▸ Task statement: Show every line from the records below that contains the word "calculator".

▸ Excerpted data:
BEGIN
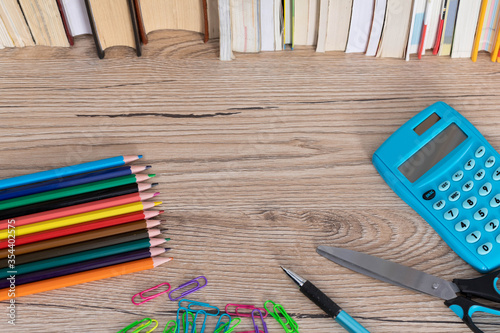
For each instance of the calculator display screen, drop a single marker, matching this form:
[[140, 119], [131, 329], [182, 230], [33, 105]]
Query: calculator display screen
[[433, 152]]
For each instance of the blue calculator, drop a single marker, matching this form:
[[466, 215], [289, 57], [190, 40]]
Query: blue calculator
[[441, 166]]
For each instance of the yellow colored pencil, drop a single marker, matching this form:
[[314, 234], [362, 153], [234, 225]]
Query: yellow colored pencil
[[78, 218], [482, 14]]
END
BEGIN
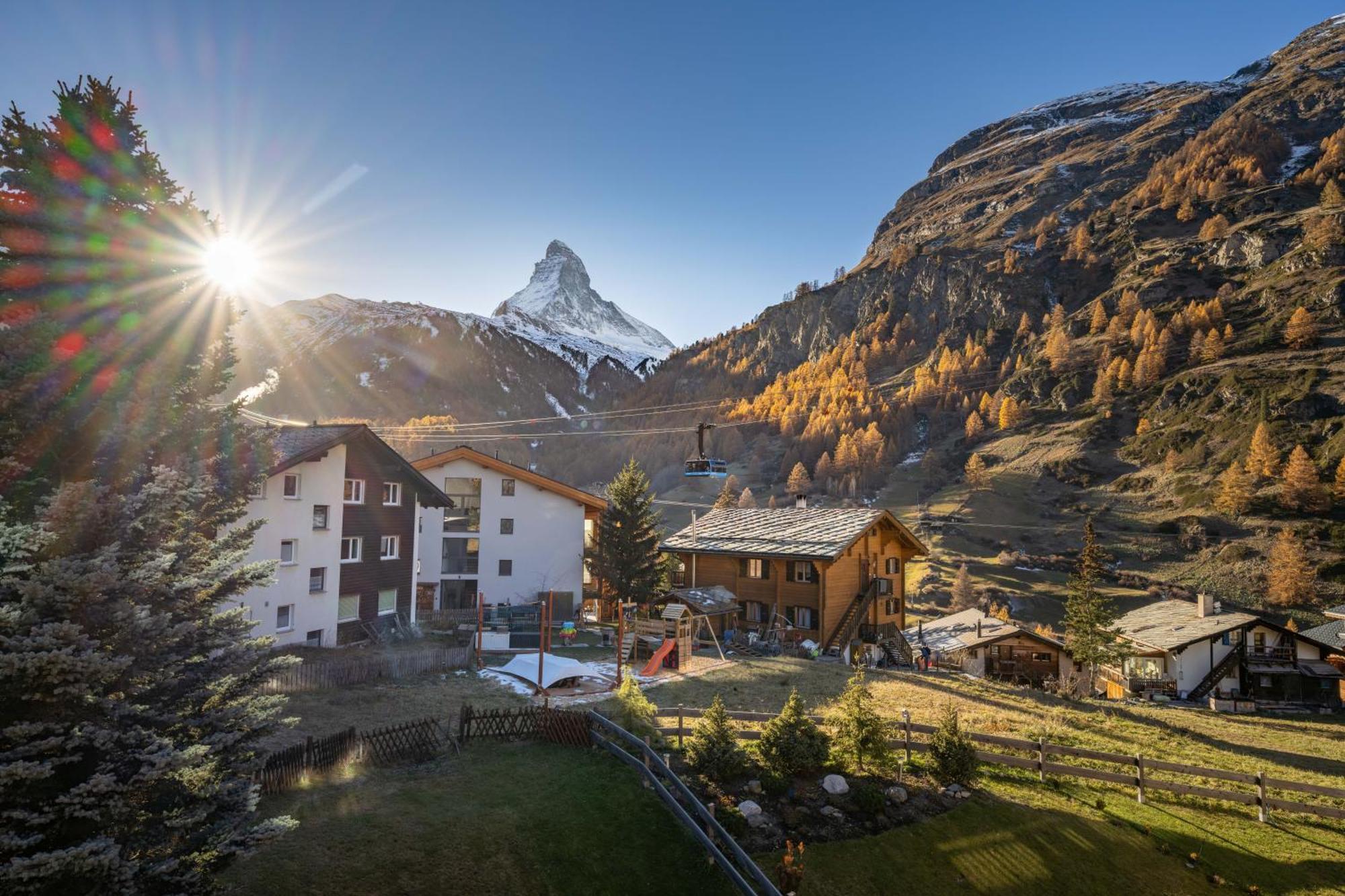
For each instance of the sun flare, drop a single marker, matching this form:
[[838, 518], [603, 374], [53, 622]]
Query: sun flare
END
▸ Task output:
For each instance of the calculator display screen, drop a single marker, matching this form:
Query: calculator display screen
For each instance of the blue calculator, drop a single marker, matching this form:
Query: blue calculator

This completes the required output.